■ GIVEN INFORMATION:

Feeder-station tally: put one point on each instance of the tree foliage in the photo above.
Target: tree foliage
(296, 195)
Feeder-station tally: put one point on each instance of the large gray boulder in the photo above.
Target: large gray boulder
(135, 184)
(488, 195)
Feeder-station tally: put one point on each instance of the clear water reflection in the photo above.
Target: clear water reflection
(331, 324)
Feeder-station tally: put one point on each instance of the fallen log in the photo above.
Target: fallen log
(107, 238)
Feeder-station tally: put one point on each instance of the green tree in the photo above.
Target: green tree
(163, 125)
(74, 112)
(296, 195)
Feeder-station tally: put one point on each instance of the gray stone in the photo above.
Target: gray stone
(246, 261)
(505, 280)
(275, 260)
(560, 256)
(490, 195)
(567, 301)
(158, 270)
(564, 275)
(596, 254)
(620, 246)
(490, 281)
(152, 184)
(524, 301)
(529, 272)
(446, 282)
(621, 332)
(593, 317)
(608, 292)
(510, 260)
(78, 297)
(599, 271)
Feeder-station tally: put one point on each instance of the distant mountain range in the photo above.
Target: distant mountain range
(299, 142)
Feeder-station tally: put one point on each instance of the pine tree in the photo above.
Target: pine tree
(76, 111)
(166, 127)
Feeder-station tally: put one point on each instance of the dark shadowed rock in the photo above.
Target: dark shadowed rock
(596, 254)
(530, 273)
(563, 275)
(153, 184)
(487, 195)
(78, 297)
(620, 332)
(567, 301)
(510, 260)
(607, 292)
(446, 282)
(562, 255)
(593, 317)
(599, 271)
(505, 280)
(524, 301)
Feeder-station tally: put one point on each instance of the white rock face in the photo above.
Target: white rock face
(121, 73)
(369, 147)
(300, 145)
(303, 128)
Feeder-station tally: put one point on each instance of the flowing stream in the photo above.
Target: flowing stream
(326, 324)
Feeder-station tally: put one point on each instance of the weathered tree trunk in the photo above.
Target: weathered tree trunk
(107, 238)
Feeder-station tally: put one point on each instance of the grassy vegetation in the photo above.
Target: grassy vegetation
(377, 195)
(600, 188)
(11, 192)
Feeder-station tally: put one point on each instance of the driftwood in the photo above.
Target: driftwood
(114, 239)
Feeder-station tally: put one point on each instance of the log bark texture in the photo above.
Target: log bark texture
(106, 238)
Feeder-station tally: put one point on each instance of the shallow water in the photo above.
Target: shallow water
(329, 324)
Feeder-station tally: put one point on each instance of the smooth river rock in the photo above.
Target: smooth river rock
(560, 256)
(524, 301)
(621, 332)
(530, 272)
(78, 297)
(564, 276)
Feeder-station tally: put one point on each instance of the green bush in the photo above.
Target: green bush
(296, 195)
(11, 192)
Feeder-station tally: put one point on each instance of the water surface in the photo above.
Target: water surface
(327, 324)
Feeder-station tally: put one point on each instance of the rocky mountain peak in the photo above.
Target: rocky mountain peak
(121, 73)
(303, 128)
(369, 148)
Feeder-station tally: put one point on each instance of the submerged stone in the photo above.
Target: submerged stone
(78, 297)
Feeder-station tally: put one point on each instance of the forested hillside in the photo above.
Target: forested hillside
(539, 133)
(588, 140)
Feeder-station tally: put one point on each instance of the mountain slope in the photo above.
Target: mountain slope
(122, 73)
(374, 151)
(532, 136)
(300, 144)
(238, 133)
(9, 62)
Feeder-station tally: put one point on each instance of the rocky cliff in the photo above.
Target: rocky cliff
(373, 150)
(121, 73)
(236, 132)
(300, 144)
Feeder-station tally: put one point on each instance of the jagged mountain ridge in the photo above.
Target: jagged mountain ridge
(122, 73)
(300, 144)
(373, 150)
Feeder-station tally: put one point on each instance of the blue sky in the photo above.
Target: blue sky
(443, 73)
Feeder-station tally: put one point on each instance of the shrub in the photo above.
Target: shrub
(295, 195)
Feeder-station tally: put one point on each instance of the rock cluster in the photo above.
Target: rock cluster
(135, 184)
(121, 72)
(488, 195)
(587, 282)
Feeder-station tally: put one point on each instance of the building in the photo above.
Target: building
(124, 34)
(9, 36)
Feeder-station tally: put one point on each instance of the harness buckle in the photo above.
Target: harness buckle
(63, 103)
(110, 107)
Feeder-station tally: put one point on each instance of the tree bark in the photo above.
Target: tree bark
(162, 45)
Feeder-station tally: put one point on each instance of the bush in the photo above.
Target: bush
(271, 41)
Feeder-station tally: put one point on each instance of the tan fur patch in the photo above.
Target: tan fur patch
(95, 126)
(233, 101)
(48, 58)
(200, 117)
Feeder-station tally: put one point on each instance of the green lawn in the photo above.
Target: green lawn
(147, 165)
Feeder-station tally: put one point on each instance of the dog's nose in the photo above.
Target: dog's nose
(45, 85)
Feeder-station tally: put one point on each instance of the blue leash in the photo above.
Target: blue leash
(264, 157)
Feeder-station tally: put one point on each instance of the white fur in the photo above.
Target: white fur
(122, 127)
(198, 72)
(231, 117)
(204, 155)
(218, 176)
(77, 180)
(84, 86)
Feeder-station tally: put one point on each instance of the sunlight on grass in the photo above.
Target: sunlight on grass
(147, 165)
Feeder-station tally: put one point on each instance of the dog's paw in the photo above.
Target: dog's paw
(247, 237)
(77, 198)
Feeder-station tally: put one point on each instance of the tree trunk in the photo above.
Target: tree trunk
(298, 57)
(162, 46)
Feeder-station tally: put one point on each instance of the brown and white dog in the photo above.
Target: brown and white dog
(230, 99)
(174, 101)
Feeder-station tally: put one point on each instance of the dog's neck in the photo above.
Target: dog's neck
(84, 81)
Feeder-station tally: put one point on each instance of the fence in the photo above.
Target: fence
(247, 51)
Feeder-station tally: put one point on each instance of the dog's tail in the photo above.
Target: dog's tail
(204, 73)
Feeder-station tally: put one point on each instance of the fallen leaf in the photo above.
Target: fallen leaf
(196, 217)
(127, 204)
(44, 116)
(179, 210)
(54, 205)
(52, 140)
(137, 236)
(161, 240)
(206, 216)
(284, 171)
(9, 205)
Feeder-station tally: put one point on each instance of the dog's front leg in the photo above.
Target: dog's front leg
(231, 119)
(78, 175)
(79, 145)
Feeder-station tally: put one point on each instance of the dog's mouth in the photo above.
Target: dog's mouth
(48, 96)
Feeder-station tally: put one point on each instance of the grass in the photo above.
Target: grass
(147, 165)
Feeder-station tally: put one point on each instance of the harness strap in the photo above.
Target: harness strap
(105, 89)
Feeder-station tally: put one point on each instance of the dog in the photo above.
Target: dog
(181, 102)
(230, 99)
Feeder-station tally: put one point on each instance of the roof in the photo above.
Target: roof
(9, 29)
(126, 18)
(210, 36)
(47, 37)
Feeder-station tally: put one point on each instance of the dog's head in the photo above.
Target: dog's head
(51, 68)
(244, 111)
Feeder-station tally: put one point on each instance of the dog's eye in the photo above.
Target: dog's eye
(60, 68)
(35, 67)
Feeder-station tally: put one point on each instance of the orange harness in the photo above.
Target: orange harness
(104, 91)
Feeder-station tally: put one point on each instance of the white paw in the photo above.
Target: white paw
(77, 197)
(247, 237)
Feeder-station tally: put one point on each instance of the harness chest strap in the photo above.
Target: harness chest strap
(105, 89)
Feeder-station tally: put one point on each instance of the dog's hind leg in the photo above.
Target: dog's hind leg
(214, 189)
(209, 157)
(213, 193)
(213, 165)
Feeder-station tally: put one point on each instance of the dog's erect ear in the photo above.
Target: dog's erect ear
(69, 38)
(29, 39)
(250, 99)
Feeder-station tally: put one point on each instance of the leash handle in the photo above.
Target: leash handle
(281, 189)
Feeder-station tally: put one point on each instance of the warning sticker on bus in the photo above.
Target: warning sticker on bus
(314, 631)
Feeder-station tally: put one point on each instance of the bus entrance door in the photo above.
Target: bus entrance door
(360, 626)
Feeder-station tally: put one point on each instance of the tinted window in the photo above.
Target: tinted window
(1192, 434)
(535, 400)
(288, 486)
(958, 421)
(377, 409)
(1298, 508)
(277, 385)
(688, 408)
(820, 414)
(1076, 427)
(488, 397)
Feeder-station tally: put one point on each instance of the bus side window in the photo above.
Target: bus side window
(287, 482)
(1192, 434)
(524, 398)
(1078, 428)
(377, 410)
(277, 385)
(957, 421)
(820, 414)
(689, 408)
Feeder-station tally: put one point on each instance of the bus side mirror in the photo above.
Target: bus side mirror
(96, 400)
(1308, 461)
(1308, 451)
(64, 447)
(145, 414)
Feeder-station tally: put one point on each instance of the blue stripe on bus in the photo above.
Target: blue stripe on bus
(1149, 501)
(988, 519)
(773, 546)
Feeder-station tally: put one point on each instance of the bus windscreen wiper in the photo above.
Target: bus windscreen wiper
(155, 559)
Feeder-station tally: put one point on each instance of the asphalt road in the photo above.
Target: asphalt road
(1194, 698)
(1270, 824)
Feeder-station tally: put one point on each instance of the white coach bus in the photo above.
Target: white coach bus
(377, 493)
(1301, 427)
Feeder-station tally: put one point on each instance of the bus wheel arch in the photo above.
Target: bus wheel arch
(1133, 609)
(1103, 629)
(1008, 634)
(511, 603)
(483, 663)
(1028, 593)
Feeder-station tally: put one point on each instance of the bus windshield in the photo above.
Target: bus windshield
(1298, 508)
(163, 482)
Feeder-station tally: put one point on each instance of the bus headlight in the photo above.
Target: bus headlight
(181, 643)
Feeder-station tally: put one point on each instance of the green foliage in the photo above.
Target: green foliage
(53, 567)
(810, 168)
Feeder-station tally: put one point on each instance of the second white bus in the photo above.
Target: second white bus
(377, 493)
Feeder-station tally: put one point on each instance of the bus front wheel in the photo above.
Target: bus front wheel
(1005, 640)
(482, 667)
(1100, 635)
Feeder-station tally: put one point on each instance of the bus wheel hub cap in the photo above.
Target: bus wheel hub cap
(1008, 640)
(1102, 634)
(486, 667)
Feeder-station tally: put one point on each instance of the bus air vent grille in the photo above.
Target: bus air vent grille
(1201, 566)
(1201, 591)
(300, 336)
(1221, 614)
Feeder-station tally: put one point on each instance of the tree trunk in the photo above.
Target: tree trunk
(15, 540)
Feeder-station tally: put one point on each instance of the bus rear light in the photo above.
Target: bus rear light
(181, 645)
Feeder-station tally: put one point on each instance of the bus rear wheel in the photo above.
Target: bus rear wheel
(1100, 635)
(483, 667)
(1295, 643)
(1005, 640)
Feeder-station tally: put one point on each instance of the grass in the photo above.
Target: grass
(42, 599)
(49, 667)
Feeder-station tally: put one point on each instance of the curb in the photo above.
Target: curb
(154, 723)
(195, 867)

■ TASK REQUIREMENTS:
Reproduce verbatim the lines above, from the line with "fence in the photo above." through the line with "eye in the photo above.".

■ TASK RESULT:
Feeder-station tally: put one point on each instance of the fence in the photo above.
Target: fence
(247, 51)
Feeder-station tally: put one point on each instance of the dog's tail in the photo above.
Target: dog's tail
(204, 73)
Feeder-station tally: put one point on each instance of the fallen leaf in the photo above.
Target: fallen leaf
(196, 217)
(127, 204)
(44, 116)
(179, 210)
(54, 205)
(52, 140)
(137, 236)
(161, 240)
(206, 216)
(284, 171)
(9, 205)
Feeder-station tally: put one point on each instance of the dog's front leg in the photo above.
Target: dog's front leg
(231, 119)
(78, 175)
(79, 145)
Feeder-station tally: put one point on each instance of the dog's mouth in the photo above.
Target: dog's mouth
(48, 96)
Feeder-station tally: put one point on each instance of the grass in the photo above.
Target: grass
(147, 165)
Feeder-station tally: put one point on each instance of the harness strap in the photo above.
Target: harness strap
(105, 89)
Feeder-station tally: put one point on each instance of the dog in the photo above.
Target: dog
(181, 102)
(230, 99)
Feeder-station tally: put one point on each instance of the roof in the photo above.
Target: roof
(9, 29)
(126, 18)
(210, 36)
(47, 37)
Feeder-station tally: put one point on each instance of the dog's head in the photo above.
Target: dog's head
(51, 68)
(244, 111)
Feeder-station tally: put one point on each instance of the dog's eye in the photo above.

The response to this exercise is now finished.